• Task objective
Please rewrite the rows, beginning at the line that has "Challenge: I say the cabinet" and stopping after the line that has "[40,153,50,164]", with "frame" changed to "image" and nothing else altered. Omit the pictures from your answer.

• Input material
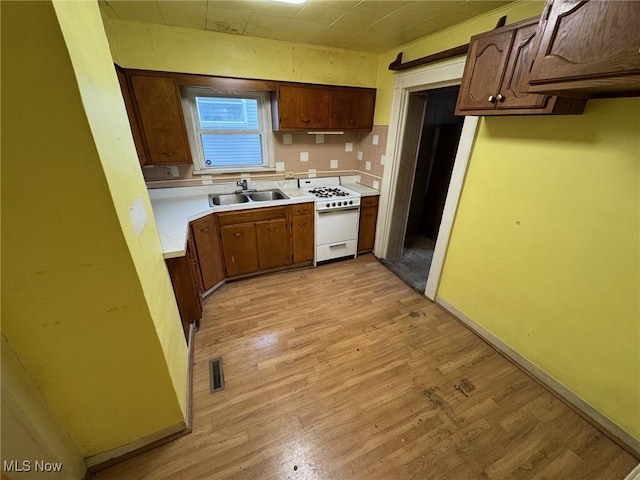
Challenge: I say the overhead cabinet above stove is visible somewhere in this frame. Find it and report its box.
[272,83,376,132]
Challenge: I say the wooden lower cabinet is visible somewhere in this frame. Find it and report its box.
[191,214,224,292]
[220,223,260,277]
[358,195,378,253]
[256,218,291,270]
[218,206,291,277]
[166,233,202,341]
[291,203,315,263]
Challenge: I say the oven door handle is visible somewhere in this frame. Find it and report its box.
[318,207,360,215]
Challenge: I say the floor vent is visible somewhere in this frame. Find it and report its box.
[209,358,224,393]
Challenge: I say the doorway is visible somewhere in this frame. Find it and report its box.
[374,57,478,300]
[382,85,464,293]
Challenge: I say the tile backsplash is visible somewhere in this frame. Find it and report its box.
[142,125,389,189]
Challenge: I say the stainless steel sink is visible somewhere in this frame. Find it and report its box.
[209,189,289,207]
[209,193,249,206]
[249,190,289,202]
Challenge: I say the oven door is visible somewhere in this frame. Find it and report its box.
[316,207,360,245]
[315,207,360,262]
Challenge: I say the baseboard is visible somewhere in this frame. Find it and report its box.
[85,322,196,472]
[624,464,640,480]
[435,295,640,460]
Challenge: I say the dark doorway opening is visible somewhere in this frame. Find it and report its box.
[383,86,464,293]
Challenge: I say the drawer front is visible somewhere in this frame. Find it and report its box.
[316,240,357,262]
[360,195,378,207]
[218,207,287,226]
[291,203,315,216]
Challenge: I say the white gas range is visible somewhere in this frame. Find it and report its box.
[298,177,360,265]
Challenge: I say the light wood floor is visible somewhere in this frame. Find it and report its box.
[94,255,638,480]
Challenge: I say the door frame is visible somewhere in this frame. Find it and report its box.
[374,57,479,300]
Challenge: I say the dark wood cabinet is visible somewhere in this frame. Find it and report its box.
[329,88,376,131]
[277,85,329,130]
[291,203,315,263]
[358,195,378,253]
[256,218,291,270]
[456,17,585,115]
[218,206,291,277]
[220,223,260,277]
[125,70,191,165]
[191,215,224,291]
[166,236,202,340]
[116,67,149,167]
[272,83,376,131]
[529,0,640,96]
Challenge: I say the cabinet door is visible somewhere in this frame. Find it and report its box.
[166,235,202,340]
[329,88,376,131]
[529,0,640,89]
[220,223,259,277]
[256,218,291,270]
[457,30,514,110]
[277,85,329,130]
[291,214,315,263]
[358,196,378,252]
[191,215,224,291]
[497,23,549,109]
[130,73,191,165]
[116,68,148,167]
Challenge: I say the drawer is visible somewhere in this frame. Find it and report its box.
[291,203,315,216]
[360,195,378,207]
[218,207,287,226]
[316,240,357,262]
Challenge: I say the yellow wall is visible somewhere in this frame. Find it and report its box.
[438,98,640,439]
[0,337,87,480]
[105,18,378,87]
[1,2,186,457]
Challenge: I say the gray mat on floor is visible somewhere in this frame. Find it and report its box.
[380,235,435,294]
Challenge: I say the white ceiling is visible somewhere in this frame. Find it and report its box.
[99,0,510,53]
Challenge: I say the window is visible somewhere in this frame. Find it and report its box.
[183,88,273,173]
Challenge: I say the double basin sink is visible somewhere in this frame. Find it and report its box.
[209,189,289,207]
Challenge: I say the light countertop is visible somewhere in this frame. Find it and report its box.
[149,180,380,259]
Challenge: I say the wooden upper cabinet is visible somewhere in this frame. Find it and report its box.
[329,88,376,131]
[457,30,514,110]
[277,85,329,130]
[129,72,191,165]
[272,83,376,131]
[116,67,149,167]
[456,17,585,115]
[529,0,640,96]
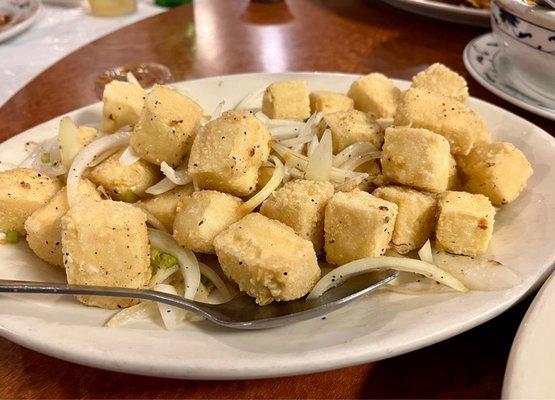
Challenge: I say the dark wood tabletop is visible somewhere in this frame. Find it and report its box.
[0,0,555,398]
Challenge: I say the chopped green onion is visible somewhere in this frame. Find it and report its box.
[120,189,140,203]
[150,248,179,268]
[6,229,19,244]
[40,153,50,164]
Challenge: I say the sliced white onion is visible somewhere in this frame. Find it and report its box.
[433,250,522,291]
[104,301,158,328]
[210,100,225,121]
[307,256,468,299]
[145,178,177,196]
[148,229,200,300]
[306,135,320,157]
[58,117,84,168]
[418,239,434,264]
[235,86,266,110]
[341,151,382,171]
[67,132,131,207]
[198,262,231,303]
[241,156,285,215]
[160,161,193,185]
[305,129,333,182]
[125,71,143,89]
[333,142,376,167]
[154,283,185,331]
[148,265,179,288]
[119,146,141,167]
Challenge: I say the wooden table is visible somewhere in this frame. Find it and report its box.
[0,0,555,398]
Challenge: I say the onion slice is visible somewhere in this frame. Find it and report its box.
[145,178,177,196]
[305,129,333,182]
[154,283,185,331]
[148,229,200,300]
[67,132,131,207]
[307,256,468,299]
[119,146,141,167]
[241,156,285,215]
[160,161,193,185]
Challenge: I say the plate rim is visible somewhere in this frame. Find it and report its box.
[463,32,555,121]
[0,71,555,380]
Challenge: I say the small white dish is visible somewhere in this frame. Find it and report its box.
[0,73,555,379]
[0,0,42,42]
[463,32,555,120]
[502,274,555,399]
[491,0,555,101]
[376,0,489,26]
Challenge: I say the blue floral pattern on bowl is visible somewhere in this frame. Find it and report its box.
[491,1,555,54]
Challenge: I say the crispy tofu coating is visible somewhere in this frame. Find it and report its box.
[131,85,202,167]
[411,63,468,103]
[173,190,244,254]
[189,111,271,196]
[102,81,146,133]
[372,186,436,254]
[62,200,151,309]
[348,73,401,118]
[262,81,310,120]
[260,179,334,252]
[88,150,162,202]
[25,179,101,268]
[136,184,193,232]
[318,110,383,154]
[309,91,355,114]
[459,142,533,206]
[381,128,452,193]
[436,192,495,257]
[395,88,490,155]
[214,213,320,305]
[0,168,62,235]
[324,189,398,265]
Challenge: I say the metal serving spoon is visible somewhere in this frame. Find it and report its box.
[0,271,398,329]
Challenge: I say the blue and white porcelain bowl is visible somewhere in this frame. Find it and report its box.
[491,0,555,99]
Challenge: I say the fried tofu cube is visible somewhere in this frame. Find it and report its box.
[318,110,383,154]
[262,81,310,121]
[347,73,401,118]
[381,127,452,193]
[260,179,334,251]
[62,200,151,309]
[372,186,436,254]
[214,213,320,305]
[88,150,162,203]
[411,63,468,103]
[309,91,355,114]
[136,184,193,232]
[131,85,202,167]
[189,111,272,196]
[395,88,490,155]
[324,189,398,265]
[173,190,244,254]
[0,168,62,235]
[436,191,495,257]
[102,81,146,133]
[459,142,533,206]
[25,179,101,268]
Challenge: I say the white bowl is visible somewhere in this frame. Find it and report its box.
[491,0,555,99]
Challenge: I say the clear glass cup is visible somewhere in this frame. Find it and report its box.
[89,0,137,17]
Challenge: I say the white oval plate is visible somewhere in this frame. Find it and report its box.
[0,0,42,42]
[0,73,555,379]
[376,0,490,27]
[502,274,555,399]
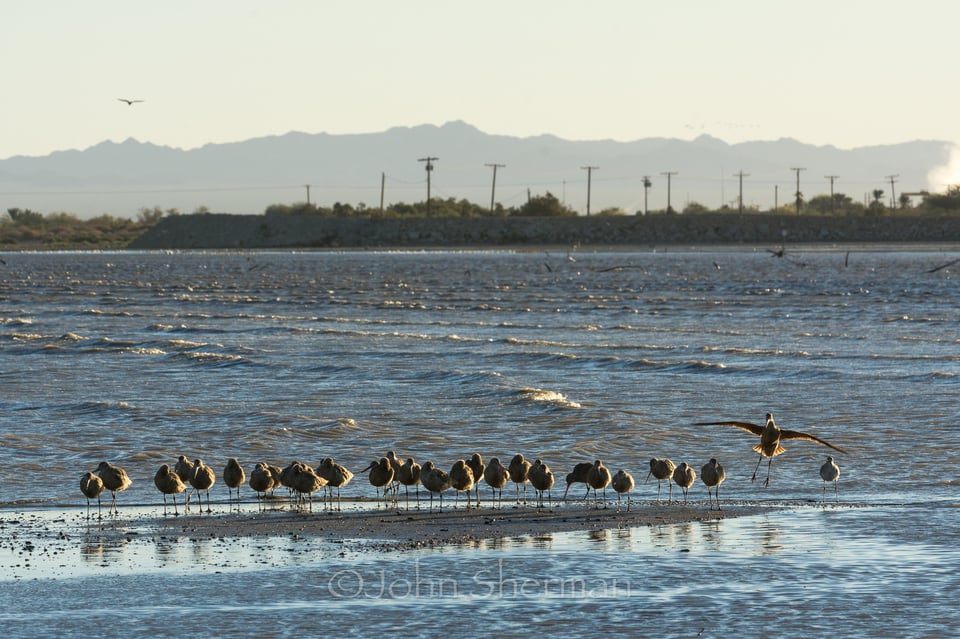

• Correct result
Challenge: I say the cabinet door is visible somewhere in this image. Find it and report its box.
[166,235,202,340]
[329,88,376,131]
[529,0,640,89]
[220,223,259,277]
[256,218,291,270]
[457,30,514,110]
[277,85,329,130]
[291,214,315,263]
[358,196,378,252]
[191,215,224,291]
[497,23,549,109]
[130,73,191,165]
[116,68,148,167]
Challenge: I say the drawer is visible somewhere in this image. Find it and report its box.
[291,203,315,216]
[360,195,378,207]
[218,207,287,226]
[316,240,357,262]
Challenge: I say the yellow wall is visible somewhere in this image. Find it and report its box.
[438,98,640,439]
[0,337,87,480]
[105,18,378,87]
[1,2,186,457]
Challenge: I say the gray mat on floor is visible somewhere in this image. Find it and report its box.
[380,235,435,294]
Challenge: I say the white ceiling is visible somewhere in this image. Find it and report its box.
[99,0,510,53]
Challenge: I say the window is visible somewhere in this image. Find it and report its box.
[183,88,273,173]
Challenge: I say the double basin sink is visible somewhere in this image. Find it and report its box.
[209,189,289,207]
Challenge: I say the light countertop is visible somewhere in this image. Find it and report its box.
[149,180,380,259]
Challenge: I say the wooden upper cabinet is visible somewhere in this image. Find it and report its box.
[329,88,376,131]
[457,30,514,110]
[277,85,329,130]
[129,72,191,165]
[272,83,376,131]
[116,67,149,167]
[456,17,585,115]
[529,0,640,96]
Challenge: I say the dark wood tabletop is visible somewhere in this image. Find it and report its box.
[0,0,555,398]
Challenge: I say the chopped green onion is visible somewhere in this image. Find it and report its box.
[120,189,140,203]
[150,248,179,268]
[6,229,19,244]
[40,153,50,164]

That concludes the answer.